# [AIM]
Each entry must appear again exactly as it does in the source.

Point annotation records
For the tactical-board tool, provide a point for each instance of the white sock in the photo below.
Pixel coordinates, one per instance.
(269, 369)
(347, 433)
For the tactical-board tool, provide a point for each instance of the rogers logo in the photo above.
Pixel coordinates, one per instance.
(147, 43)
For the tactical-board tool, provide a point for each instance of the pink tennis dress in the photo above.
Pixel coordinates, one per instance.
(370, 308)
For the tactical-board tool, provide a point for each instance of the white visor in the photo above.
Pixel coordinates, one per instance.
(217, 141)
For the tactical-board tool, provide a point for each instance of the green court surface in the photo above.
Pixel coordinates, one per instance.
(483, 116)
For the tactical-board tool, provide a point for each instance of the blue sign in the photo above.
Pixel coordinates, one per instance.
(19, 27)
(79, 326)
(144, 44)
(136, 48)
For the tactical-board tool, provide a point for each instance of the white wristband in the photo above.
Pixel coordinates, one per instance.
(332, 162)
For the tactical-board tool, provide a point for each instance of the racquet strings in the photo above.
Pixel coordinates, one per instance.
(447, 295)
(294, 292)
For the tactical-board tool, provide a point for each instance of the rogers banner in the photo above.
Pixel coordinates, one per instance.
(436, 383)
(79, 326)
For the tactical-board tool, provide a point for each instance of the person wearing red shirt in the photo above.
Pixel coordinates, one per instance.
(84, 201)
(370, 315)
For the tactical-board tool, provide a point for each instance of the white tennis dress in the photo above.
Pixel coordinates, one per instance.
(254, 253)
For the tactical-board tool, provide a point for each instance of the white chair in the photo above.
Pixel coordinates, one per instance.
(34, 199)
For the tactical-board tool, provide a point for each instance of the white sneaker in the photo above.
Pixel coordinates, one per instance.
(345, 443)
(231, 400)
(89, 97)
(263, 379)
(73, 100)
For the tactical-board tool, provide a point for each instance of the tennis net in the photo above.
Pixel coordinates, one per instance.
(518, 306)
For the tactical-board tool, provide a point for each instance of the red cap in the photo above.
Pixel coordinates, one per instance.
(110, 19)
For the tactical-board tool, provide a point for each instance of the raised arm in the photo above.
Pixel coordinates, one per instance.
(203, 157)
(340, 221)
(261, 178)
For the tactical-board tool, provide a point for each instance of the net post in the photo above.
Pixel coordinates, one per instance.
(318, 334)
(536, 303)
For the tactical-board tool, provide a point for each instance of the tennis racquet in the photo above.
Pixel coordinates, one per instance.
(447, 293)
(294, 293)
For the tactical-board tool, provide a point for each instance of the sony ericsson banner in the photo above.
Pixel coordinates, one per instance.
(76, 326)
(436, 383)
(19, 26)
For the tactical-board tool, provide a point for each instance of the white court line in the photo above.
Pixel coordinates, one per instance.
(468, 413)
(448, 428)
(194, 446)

# [WRITTEN RESPONSE]
For the tactical-board tool, provide a point for each instance of the white sock in the photo below.
Pixel coordinates, one per instance.
(269, 369)
(347, 433)
For the tactical-board tool, provide a point for each instance of the rogers logo in the photo above.
Pixel coordinates, one per instance.
(147, 43)
For the tactical-board tool, provide a point for each instance of the pink tennis dress in the photo above.
Pixel coordinates, one per instance.
(370, 308)
For the tactical-board tool, provide a point for each instance of the white visor in the photo above.
Pixel coordinates, one per instance.
(217, 141)
For the tactical-board tool, provide a point for each instance of the green court surface in the photo above.
Pixel coordinates, one per instance.
(483, 116)
For the tactical-board tool, provide a point for each instance of the blue sign in the photo above.
Pixel coordinates, one per instance.
(19, 27)
(79, 326)
(144, 44)
(136, 48)
For the tactical-board tool, provide a point for each instance of the white wristband in the photo above.
Pixel coordinates, one per instance.
(332, 162)
For the tactical-board tool, provide a point for each instance of the racquet strings in the photo above.
Pixel coordinates, one per instance.
(447, 295)
(294, 292)
For the tactical-board tool, provide a point for each instance of the rogers banner in the photo above.
Pixel coordinates, one per instance.
(436, 383)
(79, 326)
For the tactical-board tool, provide a point for each instance of the person wearing red shirt in the photo above.
Pixel coordinates, one per instance.
(84, 201)
(370, 315)
For the tactical-board tool, provide a point for each instance of the white tennis dress in the photo above.
Pixel coordinates, one per instance.
(254, 253)
For the tactical-board tool, provide a point for each instance of the white chair in the photo above.
Pixel coordinates, one per instance.
(34, 199)
For the tactical-board tool, provide a point for each instance of the white sneaker in the photo above.
Pixel coordinates, one per instance.
(345, 443)
(231, 400)
(89, 97)
(263, 379)
(73, 100)
For the tactical-board tool, provide a point for each instance of the tennis net in the photo above.
Pixel coordinates, one per instance.
(518, 306)
For the tactical-board tool, provide a point for each instance of the red cap in the photo above.
Pixel coordinates, one per instance.
(110, 19)
For the tactical-board tool, provide a point for each instance of the raised arm in the photo above.
Pixel coordinates, one per instance.
(203, 157)
(340, 221)
(261, 178)
For the tactical-board tool, provide a point for each instance of the net post in the photo above.
Pixel coordinates, one per instance.
(318, 334)
(536, 303)
For the tactical-board tool, provide a point for each instance of the tennis racquet in the photo above.
Pixel coordinates, one per instance.
(447, 293)
(294, 293)
For the tactical-board tool, provide a point for each instance of the sony ericsson banner in the photo above.
Pixel coordinates, one per instance.
(76, 326)
(436, 383)
(19, 26)
For the tactical-board tool, provide a point for each instance of the white court line in the photo above.
Pixel coordinates, one per instance.
(468, 413)
(448, 428)
(194, 446)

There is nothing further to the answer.